Each entry should be quoted word for word, including every mark of punctuation.

Material provided ::
* Start *

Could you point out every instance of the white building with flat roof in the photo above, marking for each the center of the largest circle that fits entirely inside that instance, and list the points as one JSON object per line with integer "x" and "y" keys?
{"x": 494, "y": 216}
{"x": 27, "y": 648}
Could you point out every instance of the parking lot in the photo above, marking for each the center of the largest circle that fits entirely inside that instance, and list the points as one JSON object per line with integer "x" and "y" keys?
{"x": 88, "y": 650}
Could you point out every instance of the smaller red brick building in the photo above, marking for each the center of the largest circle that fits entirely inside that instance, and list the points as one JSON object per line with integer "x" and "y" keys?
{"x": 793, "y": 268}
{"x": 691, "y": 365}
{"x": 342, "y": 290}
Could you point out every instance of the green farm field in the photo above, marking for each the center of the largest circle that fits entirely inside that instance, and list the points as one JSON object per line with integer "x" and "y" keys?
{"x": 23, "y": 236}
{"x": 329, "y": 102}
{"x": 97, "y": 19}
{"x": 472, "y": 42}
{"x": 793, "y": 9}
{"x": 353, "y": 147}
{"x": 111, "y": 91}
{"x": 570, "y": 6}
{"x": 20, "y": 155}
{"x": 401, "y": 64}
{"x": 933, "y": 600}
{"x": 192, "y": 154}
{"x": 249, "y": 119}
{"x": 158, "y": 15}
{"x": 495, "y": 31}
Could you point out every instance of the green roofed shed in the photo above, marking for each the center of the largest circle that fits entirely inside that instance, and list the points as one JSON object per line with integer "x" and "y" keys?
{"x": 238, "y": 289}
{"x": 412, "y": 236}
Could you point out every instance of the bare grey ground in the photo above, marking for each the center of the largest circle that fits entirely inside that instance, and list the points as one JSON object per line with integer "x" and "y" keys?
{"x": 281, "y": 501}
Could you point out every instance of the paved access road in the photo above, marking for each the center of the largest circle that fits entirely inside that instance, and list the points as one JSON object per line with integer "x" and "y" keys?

* End *

Task result ::
Could you point out every instance of the white building with flat roof in the photo above, marking for each the center of the largest circle that fits entirely inside that instance, and list the points as one JSON object per line with integer "x" and "y" keys?
{"x": 494, "y": 216}
{"x": 27, "y": 648}
Could you point out every instance of the parking lot in the photo above, marking for each the center of the largest circle that fits entirely inside that instance, and list the points as one JSON object per line with integer "x" and "y" keys?
{"x": 88, "y": 650}
Could you point out every instance of the smaller red brick building in the photo above, marking for each the center of the largest circle that fits entirely inside that instance, and list the points as one JSON object per line with integer "x" and "y" keys?
{"x": 793, "y": 268}
{"x": 691, "y": 365}
{"x": 342, "y": 290}
Could you point out every instance of the green farm field in the photo above, marking for each the center of the largest circle that fits entirely inside that instance, and list the points as one JSON object per line with integer "x" and "y" keys?
{"x": 23, "y": 236}
{"x": 329, "y": 102}
{"x": 97, "y": 19}
{"x": 472, "y": 42}
{"x": 793, "y": 9}
{"x": 353, "y": 147}
{"x": 111, "y": 91}
{"x": 570, "y": 6}
{"x": 20, "y": 155}
{"x": 401, "y": 64}
{"x": 933, "y": 600}
{"x": 192, "y": 154}
{"x": 249, "y": 119}
{"x": 158, "y": 15}
{"x": 495, "y": 31}
Could you point out every instance of the green roofed shed in the photo above, marking for each the center of the largest circle that fits entirely inside that instance, and list the points as one JSON object per line with integer "x" and "y" keys?
{"x": 238, "y": 289}
{"x": 412, "y": 236}
Could you point out every instance of the bare grey ground in the photo above, marking for each the center of the largest circle that fits entirely inside that instance, and list the points as one JSON object per line with integer "x" and "y" keys?
{"x": 281, "y": 501}
Could you point out every instance of the paved access road in the photo above, marking for each the center of the largest circle that fits entirely inside that instance, and list the points as one JSON object per line with integer "x" and "y" keys?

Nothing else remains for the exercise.